> [Task objective] Locate the line that contains "Where can you spot the white cloud". Copy it and every following line through the end of the records, exactly, and include nothing else.

> [Material]
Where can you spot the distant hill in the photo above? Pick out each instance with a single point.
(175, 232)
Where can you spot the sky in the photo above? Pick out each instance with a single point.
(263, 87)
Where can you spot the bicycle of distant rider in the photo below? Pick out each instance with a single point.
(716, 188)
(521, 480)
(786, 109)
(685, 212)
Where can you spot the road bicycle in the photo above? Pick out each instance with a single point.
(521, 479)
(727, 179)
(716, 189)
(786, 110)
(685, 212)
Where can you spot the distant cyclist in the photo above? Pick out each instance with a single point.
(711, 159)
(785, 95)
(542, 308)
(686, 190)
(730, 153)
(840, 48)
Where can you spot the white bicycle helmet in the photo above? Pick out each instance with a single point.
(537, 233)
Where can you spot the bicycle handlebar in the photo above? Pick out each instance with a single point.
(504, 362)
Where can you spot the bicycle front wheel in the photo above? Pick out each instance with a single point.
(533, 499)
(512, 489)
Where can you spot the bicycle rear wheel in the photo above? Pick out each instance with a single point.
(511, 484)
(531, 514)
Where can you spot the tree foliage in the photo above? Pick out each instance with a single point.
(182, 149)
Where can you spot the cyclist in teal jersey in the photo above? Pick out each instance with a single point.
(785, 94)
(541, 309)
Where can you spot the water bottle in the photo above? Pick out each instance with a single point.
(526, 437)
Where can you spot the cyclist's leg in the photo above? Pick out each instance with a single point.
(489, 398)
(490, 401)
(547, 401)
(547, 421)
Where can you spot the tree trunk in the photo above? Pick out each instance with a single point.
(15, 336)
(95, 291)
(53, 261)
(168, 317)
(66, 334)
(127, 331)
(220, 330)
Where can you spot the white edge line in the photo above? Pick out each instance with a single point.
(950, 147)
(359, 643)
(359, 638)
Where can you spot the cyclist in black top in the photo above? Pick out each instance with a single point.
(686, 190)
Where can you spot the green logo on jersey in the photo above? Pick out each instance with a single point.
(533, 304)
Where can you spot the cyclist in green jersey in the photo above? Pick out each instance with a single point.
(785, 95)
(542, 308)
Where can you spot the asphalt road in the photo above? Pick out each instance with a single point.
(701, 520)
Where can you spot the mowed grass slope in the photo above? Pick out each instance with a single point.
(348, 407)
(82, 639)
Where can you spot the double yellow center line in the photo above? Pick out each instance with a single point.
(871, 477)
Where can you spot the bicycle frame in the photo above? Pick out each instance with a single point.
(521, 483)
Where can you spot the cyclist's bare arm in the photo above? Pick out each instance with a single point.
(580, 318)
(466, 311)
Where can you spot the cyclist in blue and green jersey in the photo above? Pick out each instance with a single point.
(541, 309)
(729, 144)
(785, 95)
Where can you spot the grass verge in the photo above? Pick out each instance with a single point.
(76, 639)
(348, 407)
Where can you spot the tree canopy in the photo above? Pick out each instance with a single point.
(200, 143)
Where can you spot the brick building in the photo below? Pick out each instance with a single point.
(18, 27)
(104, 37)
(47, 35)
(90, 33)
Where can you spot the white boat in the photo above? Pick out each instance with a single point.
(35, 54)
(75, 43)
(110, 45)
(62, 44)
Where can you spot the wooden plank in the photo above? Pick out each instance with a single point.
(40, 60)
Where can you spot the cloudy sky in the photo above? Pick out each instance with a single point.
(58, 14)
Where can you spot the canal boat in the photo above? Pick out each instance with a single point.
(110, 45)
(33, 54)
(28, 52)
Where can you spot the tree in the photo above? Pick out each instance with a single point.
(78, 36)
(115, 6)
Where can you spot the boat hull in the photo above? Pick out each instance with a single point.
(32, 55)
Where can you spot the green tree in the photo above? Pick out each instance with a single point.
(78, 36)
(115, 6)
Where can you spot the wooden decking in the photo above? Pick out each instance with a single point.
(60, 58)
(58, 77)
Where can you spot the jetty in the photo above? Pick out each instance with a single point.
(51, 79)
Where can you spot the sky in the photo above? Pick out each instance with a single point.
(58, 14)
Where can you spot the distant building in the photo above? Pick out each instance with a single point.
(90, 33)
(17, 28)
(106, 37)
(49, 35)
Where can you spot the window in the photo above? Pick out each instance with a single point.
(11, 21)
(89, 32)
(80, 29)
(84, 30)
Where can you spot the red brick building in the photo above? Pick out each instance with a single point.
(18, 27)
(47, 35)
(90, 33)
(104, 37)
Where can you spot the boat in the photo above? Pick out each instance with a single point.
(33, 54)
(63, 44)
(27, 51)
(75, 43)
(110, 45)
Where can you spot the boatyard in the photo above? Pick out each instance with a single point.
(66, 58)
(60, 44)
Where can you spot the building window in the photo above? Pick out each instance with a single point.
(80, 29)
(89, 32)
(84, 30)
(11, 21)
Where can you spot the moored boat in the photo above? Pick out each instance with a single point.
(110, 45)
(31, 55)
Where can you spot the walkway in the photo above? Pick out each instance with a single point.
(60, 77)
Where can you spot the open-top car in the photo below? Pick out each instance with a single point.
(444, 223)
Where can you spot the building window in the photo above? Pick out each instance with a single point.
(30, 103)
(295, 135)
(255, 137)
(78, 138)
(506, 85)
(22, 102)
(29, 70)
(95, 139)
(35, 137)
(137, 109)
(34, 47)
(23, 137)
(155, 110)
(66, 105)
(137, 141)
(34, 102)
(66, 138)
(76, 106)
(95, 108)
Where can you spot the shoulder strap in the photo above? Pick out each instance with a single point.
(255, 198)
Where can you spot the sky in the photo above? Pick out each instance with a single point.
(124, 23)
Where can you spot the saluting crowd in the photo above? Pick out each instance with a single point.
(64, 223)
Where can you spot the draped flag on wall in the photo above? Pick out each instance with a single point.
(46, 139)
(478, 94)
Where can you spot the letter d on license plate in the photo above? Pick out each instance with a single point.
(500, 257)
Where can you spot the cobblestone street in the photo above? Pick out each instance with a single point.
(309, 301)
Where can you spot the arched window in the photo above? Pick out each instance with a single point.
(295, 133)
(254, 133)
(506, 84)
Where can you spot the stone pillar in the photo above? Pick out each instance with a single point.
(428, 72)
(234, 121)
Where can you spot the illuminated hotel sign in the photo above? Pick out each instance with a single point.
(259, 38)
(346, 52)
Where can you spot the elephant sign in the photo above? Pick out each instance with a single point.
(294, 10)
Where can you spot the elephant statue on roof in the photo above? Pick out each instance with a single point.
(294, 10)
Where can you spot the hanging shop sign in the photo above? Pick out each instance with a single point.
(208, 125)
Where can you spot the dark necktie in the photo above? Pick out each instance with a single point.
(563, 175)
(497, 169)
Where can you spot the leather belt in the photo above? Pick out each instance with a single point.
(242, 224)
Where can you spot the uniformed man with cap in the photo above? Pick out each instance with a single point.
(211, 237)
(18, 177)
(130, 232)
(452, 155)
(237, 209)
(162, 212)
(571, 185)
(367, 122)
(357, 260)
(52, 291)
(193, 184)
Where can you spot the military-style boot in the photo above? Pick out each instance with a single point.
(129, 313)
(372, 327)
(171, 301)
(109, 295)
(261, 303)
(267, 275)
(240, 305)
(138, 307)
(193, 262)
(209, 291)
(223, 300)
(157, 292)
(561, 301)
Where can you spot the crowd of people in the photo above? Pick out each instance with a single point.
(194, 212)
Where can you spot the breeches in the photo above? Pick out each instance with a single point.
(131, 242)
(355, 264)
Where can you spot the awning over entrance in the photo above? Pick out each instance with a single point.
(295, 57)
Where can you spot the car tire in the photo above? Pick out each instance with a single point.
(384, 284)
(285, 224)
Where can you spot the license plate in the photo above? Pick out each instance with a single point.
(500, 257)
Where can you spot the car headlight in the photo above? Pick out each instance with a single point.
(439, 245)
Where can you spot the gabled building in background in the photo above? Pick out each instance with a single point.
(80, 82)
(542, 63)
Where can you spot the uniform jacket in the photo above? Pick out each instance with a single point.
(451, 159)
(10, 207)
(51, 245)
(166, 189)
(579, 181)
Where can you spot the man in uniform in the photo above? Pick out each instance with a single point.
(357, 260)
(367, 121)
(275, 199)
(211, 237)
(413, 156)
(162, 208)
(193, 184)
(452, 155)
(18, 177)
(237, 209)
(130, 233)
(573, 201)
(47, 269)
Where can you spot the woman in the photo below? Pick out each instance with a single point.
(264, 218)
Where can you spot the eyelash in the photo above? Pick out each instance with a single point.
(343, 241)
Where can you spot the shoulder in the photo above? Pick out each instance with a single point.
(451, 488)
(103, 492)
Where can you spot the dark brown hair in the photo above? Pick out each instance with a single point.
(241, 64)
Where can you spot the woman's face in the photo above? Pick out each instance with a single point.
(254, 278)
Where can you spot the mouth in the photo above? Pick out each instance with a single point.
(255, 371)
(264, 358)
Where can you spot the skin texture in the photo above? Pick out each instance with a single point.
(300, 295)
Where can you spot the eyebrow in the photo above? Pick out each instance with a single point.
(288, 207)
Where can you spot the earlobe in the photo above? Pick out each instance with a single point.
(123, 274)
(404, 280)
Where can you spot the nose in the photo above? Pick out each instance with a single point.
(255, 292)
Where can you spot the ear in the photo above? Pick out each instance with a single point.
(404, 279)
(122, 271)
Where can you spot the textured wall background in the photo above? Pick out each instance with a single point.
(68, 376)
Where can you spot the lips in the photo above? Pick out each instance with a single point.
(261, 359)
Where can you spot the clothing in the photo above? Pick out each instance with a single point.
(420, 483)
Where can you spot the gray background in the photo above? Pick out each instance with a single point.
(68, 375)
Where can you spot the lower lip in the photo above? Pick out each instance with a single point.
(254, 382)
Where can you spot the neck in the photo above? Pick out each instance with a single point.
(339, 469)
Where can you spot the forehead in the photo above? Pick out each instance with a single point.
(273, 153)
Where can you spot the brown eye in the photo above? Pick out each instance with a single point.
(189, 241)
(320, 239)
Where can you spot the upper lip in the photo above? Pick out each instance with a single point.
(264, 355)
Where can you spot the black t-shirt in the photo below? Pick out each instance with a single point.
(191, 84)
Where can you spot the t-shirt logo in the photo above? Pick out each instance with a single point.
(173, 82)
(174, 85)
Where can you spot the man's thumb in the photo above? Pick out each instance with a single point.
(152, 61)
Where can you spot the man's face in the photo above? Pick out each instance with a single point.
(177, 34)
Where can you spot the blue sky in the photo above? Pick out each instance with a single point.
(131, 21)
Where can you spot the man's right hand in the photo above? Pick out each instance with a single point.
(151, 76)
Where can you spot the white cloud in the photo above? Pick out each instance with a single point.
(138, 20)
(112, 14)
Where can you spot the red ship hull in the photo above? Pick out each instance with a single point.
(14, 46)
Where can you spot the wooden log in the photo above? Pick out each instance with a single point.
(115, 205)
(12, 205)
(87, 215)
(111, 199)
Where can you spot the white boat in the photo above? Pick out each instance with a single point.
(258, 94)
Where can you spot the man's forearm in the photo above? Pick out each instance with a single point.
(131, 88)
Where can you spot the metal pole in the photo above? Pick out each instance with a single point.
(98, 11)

> [Complete answer]
Where can you spot the white cloud in the photo above? Pick out each instance with a single point.
(138, 20)
(112, 14)
Where can you spot the red ship hull in the photo above? Pick out each instance with a single point.
(14, 46)
Where can you spot the wooden log in the photo above? Pick out each instance with a single point.
(115, 205)
(12, 205)
(87, 215)
(111, 199)
Where can you spot the white boat in the photo above? Pick out each instance with a single point.
(258, 94)
Where can you spot the man's forearm in the photo above? Pick out each instance with a single point.
(131, 88)
Where can you spot the metal pole in the photo above? Pick out each instance with a single point.
(98, 11)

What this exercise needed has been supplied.